TASK STATEMENT
Could you convert the lines into a JSON list of strings, one string per line, with blank lines left out? Start at the line containing "Reviewer check: each instance of the grey" and stop after the line containing "Reviewer check: each instance of the window".

── PROVIDED MATERIAL ──

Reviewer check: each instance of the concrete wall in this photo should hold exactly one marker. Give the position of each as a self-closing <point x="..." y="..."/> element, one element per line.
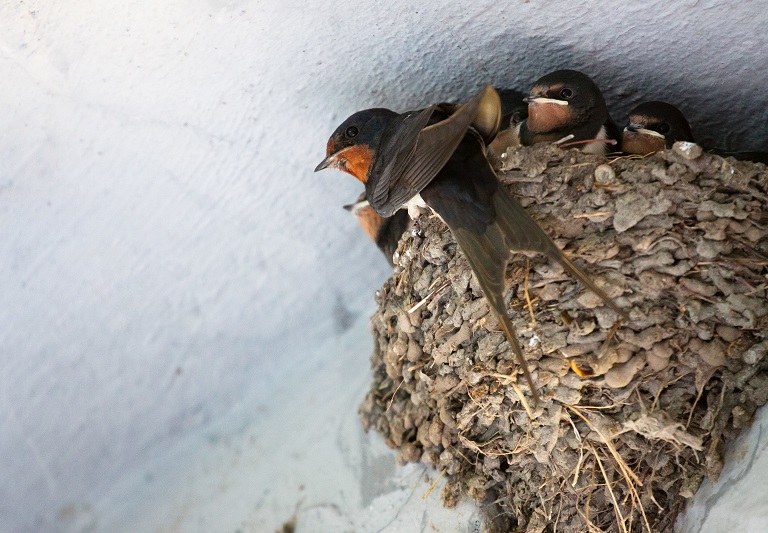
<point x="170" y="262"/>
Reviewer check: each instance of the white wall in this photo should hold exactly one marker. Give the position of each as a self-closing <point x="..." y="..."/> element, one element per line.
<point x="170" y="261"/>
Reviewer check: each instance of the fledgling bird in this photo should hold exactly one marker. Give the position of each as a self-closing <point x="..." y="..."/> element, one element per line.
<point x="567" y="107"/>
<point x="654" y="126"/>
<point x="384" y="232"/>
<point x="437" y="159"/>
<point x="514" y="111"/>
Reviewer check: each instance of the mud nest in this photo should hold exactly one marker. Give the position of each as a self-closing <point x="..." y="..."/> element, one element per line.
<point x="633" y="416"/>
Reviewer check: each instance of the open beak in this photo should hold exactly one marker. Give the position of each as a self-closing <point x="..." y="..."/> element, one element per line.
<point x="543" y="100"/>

───
── PROVIDED MATERIAL ──

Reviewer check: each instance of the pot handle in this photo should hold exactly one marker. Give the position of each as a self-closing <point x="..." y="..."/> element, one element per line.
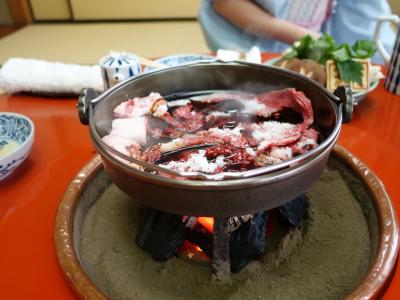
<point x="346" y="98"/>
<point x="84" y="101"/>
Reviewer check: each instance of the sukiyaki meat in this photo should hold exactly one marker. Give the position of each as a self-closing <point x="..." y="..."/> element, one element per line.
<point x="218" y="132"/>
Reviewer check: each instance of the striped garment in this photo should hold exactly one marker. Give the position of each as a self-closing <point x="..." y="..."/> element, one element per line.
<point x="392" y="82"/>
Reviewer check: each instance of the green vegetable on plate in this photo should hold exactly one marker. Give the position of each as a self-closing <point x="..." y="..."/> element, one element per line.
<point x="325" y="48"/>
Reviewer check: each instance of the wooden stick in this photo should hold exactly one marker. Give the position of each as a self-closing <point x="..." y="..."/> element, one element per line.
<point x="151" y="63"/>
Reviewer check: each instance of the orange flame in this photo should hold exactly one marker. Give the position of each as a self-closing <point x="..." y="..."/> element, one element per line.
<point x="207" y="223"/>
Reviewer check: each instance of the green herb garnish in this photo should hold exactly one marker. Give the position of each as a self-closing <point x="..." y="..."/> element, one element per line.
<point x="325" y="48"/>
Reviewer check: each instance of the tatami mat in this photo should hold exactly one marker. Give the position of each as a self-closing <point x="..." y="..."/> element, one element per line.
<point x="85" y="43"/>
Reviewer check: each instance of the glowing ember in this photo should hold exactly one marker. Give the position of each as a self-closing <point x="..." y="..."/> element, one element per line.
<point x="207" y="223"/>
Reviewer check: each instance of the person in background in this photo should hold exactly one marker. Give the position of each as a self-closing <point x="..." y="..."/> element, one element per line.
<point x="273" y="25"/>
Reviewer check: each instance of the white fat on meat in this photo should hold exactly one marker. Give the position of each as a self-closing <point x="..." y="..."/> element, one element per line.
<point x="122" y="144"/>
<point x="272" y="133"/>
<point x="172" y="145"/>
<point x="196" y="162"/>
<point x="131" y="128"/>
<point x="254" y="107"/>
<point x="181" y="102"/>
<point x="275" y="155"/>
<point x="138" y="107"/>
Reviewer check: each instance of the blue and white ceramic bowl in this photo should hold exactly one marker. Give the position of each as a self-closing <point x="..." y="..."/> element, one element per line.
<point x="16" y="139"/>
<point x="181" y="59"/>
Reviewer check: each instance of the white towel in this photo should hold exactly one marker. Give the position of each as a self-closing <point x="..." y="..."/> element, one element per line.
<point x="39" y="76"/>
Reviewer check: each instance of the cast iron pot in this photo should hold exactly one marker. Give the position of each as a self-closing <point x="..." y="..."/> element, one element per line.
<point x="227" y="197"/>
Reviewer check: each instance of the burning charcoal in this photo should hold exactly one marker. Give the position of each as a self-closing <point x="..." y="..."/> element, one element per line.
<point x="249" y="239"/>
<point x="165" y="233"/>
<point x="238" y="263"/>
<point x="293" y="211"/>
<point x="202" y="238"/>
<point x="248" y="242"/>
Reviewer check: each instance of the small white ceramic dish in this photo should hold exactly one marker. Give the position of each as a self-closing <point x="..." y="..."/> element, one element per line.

───
── PROVIDED MATERIAL ──

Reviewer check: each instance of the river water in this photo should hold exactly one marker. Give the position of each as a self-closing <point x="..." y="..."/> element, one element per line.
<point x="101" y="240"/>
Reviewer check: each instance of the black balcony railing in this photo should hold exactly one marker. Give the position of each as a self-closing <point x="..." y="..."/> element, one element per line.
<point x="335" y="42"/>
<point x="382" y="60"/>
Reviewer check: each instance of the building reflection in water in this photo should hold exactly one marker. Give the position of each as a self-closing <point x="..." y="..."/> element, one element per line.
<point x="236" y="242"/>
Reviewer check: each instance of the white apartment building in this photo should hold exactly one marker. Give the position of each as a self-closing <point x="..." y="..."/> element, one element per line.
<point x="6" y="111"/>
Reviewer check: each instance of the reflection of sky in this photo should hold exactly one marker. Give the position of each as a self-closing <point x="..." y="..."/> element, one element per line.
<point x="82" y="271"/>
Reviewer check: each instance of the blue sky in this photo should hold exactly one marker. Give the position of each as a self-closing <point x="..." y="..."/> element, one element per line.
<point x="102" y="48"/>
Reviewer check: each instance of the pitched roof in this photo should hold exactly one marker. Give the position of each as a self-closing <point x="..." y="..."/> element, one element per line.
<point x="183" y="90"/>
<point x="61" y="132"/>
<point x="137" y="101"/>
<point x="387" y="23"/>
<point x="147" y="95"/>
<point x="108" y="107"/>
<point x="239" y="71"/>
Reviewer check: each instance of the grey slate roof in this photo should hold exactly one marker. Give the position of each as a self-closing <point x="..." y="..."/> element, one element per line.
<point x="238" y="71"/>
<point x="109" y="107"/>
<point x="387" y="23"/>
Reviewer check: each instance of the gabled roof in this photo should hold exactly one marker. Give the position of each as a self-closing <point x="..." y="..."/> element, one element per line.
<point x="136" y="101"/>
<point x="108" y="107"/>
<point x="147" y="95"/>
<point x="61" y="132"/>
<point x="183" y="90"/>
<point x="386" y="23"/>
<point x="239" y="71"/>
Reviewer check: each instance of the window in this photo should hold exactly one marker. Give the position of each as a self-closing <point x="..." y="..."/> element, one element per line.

───

SOLVED EXERCISE
[
  "Reviewer check: each instance of the grey slate roof in this photo should hold exactly one marker. Give the position of each as a self-closing <point x=\"...\" y=\"...\"/> element, one element per line.",
  "<point x=\"238\" y=\"71\"/>",
  "<point x=\"109\" y=\"107\"/>",
  "<point x=\"387\" y=\"23\"/>",
  "Reviewer check: each instance of the gabled roof in this photo should hold exactly one marker. Give the position of each as a self-closing <point x=\"...\" y=\"...\"/> element, one element per line.",
  "<point x=\"136\" y=\"101\"/>",
  "<point x=\"108\" y=\"107\"/>",
  "<point x=\"147\" y=\"95\"/>",
  "<point x=\"61\" y=\"132\"/>",
  "<point x=\"183\" y=\"90\"/>",
  "<point x=\"386\" y=\"23\"/>",
  "<point x=\"239\" y=\"71\"/>",
  "Reviewer check: each instance of the window in this photo should hold exactly one marker. Give the position of each as a self-closing <point x=\"...\" y=\"...\"/> element, one element per line."
]